- Goal of the exercise: Rewrite the rows starting at the very first line and ending at the line that contains "112), (137, 112)]", keeping every line including the requests. Shift each coordinate in the answer outlines by adding 10, and leave the requests and their format samples unchanged.

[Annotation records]
>> BEGIN

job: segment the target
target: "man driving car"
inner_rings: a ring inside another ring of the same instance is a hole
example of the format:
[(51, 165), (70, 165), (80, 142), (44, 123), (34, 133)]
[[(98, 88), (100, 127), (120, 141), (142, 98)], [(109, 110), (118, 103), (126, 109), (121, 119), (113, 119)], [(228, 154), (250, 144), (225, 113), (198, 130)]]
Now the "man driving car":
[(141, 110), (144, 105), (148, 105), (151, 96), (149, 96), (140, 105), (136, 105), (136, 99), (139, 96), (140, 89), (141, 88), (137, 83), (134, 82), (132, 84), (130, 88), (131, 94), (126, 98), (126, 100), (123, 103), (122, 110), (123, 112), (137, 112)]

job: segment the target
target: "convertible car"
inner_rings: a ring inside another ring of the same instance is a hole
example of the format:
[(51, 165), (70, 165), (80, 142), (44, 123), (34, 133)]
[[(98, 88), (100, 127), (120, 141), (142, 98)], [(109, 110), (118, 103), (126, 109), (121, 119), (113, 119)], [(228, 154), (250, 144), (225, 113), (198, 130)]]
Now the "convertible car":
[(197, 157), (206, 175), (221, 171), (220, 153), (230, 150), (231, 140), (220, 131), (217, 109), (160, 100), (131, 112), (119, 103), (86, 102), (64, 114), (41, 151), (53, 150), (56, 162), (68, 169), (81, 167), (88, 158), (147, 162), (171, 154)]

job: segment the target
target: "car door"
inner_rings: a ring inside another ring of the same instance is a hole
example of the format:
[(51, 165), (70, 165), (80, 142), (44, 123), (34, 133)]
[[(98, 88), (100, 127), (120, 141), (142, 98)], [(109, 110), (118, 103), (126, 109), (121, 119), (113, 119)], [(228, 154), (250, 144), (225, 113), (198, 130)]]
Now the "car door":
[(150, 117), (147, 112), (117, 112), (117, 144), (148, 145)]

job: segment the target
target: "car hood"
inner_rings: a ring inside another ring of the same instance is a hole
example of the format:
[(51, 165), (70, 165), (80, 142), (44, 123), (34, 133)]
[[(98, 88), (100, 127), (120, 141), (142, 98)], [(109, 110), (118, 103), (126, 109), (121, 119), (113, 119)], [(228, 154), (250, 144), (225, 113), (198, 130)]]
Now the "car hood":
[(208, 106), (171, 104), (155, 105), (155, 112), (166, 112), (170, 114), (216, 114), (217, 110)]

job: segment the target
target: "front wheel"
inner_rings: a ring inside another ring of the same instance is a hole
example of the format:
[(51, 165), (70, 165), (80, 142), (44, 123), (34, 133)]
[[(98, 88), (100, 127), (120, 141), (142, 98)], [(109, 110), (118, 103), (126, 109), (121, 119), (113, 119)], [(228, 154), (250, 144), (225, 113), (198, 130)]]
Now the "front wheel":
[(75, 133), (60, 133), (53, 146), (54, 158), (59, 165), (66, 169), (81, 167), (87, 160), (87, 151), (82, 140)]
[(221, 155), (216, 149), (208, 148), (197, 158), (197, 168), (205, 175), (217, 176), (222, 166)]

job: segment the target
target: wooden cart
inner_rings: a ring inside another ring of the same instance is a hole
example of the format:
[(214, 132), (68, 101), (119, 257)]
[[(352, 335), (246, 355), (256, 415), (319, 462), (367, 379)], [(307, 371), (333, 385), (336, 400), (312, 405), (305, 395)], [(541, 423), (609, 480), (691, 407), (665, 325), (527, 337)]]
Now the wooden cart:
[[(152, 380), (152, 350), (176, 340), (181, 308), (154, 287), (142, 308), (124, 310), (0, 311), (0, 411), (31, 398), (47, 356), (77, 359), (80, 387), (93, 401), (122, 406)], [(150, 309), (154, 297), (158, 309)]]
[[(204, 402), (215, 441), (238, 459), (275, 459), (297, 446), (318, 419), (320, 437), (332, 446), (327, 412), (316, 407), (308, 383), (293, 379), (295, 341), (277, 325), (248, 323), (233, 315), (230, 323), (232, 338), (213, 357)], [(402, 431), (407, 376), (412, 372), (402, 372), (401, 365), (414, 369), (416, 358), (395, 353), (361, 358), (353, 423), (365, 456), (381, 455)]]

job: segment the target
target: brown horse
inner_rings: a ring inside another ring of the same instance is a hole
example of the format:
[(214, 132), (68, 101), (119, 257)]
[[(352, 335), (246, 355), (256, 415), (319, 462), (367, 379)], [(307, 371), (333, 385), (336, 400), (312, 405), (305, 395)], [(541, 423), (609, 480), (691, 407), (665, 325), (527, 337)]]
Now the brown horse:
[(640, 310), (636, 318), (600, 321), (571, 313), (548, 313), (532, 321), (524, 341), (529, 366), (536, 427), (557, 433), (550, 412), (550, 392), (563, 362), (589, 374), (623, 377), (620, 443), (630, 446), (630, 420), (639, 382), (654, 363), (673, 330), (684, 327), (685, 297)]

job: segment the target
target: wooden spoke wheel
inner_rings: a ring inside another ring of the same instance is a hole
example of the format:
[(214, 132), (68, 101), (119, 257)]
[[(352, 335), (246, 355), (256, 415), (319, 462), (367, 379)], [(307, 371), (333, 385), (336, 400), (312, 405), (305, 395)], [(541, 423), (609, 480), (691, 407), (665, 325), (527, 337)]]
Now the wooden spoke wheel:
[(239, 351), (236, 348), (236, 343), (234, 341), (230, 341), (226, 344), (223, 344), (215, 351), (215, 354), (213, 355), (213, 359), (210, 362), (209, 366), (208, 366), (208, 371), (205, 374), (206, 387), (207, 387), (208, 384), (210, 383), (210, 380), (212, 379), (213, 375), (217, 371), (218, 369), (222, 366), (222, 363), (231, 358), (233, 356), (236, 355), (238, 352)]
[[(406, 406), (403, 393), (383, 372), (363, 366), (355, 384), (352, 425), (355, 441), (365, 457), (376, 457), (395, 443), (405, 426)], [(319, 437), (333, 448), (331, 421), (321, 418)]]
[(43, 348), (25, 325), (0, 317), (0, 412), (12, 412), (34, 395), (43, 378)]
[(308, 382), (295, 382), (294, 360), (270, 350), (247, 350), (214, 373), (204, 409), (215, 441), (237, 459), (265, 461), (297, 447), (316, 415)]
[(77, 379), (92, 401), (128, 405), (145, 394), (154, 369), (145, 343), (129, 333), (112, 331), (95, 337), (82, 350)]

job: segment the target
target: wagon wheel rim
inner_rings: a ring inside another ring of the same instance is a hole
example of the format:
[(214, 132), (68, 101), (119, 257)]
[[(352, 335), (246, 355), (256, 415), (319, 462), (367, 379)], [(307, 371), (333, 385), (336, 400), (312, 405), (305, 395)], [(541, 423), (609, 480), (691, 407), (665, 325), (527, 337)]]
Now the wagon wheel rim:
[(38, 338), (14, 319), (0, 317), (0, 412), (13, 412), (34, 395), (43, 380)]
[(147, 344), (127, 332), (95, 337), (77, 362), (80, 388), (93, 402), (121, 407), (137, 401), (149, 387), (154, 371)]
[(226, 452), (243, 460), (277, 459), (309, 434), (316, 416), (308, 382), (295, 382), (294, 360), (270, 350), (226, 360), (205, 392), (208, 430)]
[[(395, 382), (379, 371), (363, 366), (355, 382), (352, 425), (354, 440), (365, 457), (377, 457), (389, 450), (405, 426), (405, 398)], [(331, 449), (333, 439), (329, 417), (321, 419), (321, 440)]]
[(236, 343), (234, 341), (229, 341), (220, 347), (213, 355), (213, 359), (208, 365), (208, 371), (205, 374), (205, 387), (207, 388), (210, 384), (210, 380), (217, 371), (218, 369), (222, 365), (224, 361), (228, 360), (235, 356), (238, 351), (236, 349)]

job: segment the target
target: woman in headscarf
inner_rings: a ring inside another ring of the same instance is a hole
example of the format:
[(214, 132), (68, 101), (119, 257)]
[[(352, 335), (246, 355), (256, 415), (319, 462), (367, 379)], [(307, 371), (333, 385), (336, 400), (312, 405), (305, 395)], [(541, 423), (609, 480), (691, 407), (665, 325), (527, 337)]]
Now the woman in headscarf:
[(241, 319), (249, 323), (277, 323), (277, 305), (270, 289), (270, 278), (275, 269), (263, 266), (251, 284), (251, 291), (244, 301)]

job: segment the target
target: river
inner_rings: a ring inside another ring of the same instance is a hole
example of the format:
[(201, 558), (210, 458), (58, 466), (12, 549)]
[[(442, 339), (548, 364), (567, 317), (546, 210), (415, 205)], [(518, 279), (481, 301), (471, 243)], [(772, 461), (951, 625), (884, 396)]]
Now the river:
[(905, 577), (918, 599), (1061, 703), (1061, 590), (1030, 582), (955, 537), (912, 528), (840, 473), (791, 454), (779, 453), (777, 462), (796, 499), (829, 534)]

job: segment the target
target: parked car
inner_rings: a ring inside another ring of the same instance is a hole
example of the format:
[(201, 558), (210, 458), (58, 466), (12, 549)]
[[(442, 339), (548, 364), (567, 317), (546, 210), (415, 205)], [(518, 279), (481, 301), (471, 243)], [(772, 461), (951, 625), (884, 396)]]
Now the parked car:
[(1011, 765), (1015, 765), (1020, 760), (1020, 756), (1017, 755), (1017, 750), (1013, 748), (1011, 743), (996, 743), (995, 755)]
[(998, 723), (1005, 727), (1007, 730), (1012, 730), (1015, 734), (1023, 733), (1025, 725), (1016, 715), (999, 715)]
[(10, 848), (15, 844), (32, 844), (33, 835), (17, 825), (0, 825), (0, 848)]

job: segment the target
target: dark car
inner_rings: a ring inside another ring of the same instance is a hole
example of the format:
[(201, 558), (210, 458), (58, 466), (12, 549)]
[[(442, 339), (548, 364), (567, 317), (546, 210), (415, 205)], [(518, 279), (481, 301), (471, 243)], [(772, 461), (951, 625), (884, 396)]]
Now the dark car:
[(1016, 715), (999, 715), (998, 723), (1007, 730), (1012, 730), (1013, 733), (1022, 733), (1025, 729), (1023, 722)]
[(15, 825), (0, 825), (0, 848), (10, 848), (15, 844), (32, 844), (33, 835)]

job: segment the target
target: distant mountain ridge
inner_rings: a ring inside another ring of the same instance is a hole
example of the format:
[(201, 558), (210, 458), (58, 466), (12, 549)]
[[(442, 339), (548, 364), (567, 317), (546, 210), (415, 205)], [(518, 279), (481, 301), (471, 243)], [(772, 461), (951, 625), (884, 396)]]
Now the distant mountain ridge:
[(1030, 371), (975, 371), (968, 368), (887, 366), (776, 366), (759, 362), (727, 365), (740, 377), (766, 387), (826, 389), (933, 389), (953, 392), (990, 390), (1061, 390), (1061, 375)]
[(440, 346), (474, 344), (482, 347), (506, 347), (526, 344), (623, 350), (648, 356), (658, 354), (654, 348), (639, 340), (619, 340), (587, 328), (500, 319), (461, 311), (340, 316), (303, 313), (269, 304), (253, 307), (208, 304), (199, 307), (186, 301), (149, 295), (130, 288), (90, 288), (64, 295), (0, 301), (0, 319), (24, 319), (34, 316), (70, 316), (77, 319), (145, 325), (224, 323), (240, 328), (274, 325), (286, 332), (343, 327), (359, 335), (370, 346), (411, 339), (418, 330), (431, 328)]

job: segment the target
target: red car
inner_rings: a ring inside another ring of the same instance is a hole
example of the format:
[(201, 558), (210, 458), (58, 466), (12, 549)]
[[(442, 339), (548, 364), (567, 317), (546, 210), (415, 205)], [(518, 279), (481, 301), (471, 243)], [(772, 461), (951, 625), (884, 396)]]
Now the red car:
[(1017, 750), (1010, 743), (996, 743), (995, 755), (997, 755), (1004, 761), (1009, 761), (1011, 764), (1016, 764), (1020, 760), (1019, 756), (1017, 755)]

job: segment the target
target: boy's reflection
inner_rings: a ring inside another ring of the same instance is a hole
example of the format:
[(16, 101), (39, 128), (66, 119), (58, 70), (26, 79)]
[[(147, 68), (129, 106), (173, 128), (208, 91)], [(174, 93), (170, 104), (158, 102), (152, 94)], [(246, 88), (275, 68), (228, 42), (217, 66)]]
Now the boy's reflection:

>> END

- Solution to the problem:
job: segment the target
target: "man driving car"
inner_rings: a ring inside another ring of the same instance is a hole
example of the format:
[(51, 165), (70, 165), (80, 142), (44, 123), (34, 133)]
[[(98, 88), (100, 127), (120, 141), (142, 98)], [(109, 110), (118, 103), (126, 109), (121, 119), (113, 119)], [(228, 154), (250, 144), (225, 113), (198, 130)]]
Now the "man driving car":
[(151, 120), (154, 115), (158, 115), (161, 106), (159, 106), (150, 115), (146, 115), (146, 109), (149, 106), (150, 99), (151, 98), (147, 93), (144, 92), (142, 94), (140, 98), (141, 104), (136, 108), (136, 110), (133, 113), (132, 120), (133, 122), (147, 122)]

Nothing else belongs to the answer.